* Tamamlanacak Alıştırmalar:
1. Küresel kriz metninde herkes “nereye varır bunun sonu?” türü soruları kime soruyor?
2. Lütfen küresel kriz metnini son cümlesinden sonra gelen kısımla sürdürün.

* Sayfa Metni:

────

Global krizin ne menem bir kriz olduğu, derinliği, süresi, bulaşıcılığı, kime değip kime değmeyeceği tartışmaları uzun süre gündemi işgal edeceğe benzer.
Haliyle, başta Başbakan olmak üzere, hükümet yetkilileri de bu konuda ahkamlar kesiyor ve bırakın etkilenmeyi, “fırsat” bilip yararlanılabileceğini bile ifade etmekten geri kalmıyorlar... Ve herkes, böyle dönemlerin “müneccimleri”, iktisatçılara “nereye varır bunun sonu?” türü sorular sormaya devam ediyor, edecek..
Krizle ilgili olguları, biraz da “gönlüm neyi görmek istiyorsa” diye görmek ve yorumlamak da mümkün. Buradan istenirse hem pembe senaryo, hem de kapkara bir senaryo yazılabilir; ama ihtimaller bu ikisinden ibaret değil elbette. Arada daha bir dizi farklı renkle ifade edilebilecek senaryolar var. Yine de pembe bir senaryoya şöyle başlanabilir.

────

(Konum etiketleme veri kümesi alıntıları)
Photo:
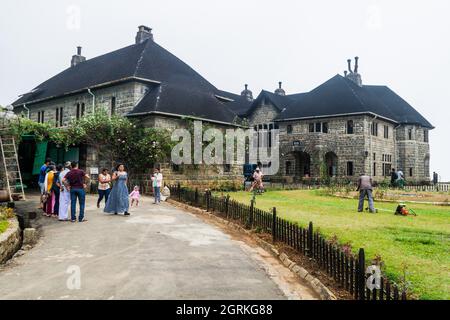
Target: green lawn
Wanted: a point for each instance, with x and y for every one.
(3, 226)
(422, 242)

────

* Verilen Yanıtlar:
1. Böyle dönemlerin “müneccimleri” olarak anılan iktisatçılara.

2.
Pembe senaryo
Kriz, yatırım bankacılığı adı verilen sonradan yetme, “gölge bankacılığın” marifeti. Bunların yol açtığı mortgage enkazı ve toksik maddeler, ABD’de Kongreden geçirilen 850 milyar dolarlık paketle bir süre sonra bir safra gibi alınır, özellikle mevduat bankalarına, reel sektöre sıçraması engellenir.
Kurulan varlık şirketi, bankalardan, şirketlerden, bugün para etmez hale gelen bu varlıkları, zordaki kuruluşlara da faydası olacak bir fiyattan alır ve sırtlarındaki bu kamburdan kurtulan firmalar, bankalar böylece rahatlamış olur. Piyasa değerleri yeniden yükselir, borsada bunlara olan iltifat yeniden artar. Bu kuruluşlar da yeniden kaynak aracılığına başlarlar ve faiz indirimleri gerçekleşir, yeni kaynak enjeksiyonuyla, ABD ekonomisinde, 2009’un ilk çeyreğinden başlayarak ekonomi yeniden büyümeye başlar. Üstelik Kasım seçimlerinde işbaşına gelecek olan Demokratlarla birlikte yeni bir sayfa açılmış olur. Sarsıntı geçiren firmalar birbirleriyle evlendirilir, güçlendirilir. Kriz, daha sıhhatli bünyelere de vesile olur böylece.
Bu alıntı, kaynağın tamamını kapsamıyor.